■ **Testo del documento**
• • • • •

Gli spiriti divini (da 12° a 16°)
Due o tre cose che so di lui
Il vino è ormai molto più d’un prodotto, di un’etichetta, di un territorio. Molto più del suo sapore. Simbolicamente lo era da millenni, a partire almeno dai culti predionisiaci, fino al sangue di Cristo, passando per Pulci, Rabelais e Redi, capace di scherzarci su in modo competente, di usarlo per esaltare il suo tempo e il suo mondo, sia pure prendendoli in giro. Soprattutto, capace di berselo.

• • • • •

■ **Materiale raccolto**
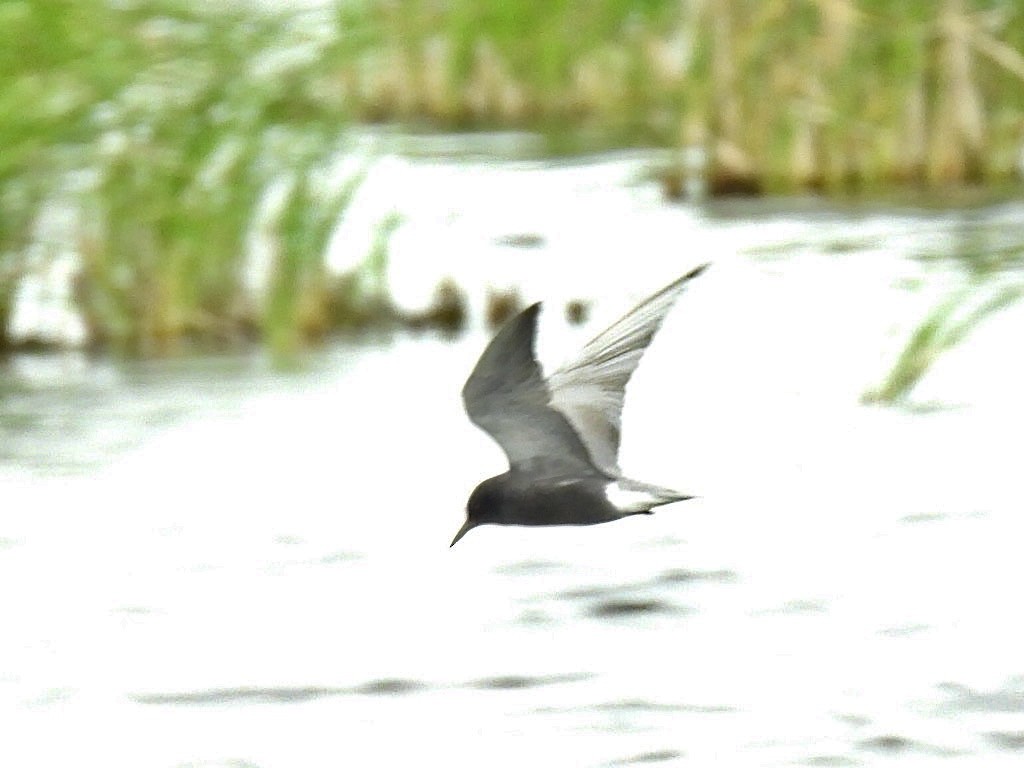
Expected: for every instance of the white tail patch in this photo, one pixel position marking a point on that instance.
(631, 500)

• • • • •

■ **Consegna A**
Nel testo sul vino, quali autori sono nominati tra i culti predionisiaci e il sangue di Cristo?
■ **Consegna B**
Continua il testo sul vino a partire dalla sua ultima frase.

■ **Risposta corretta A**
Pulci, Rabelais e Redi.

■ **Risposta corretta B**
Con l’affinarsi delle tecniche, del marketing, dell’impegno produttivo e della diffusione, il vino è diventato in molti paesi una questione d’identità, con un forte impatto sull’immaginario collettivo. Se nei film italiani di quarant’anni fa al massimo si vedeva in trattoria il mezzo litro «legale» col piombino nel vetro, in quelli americani il vino non entrava proprio. Nel film Revolutionary Road di Sam Mendes, con Di Caprio e Winslet, ambientato negli anni Cinquanta dei colletti bianchi, non vi sarà sfuggita la scena del Three-Martini-lunch: tre Martini tra colleghi a mezzogiorno, ecco il pasto. Nei film di oggi, invece, gli amici, i fidanzati, i colleghi, i coniugi non bevono cocktail, ma stappano bottiglie di vino e brindano a bianco o a rosso.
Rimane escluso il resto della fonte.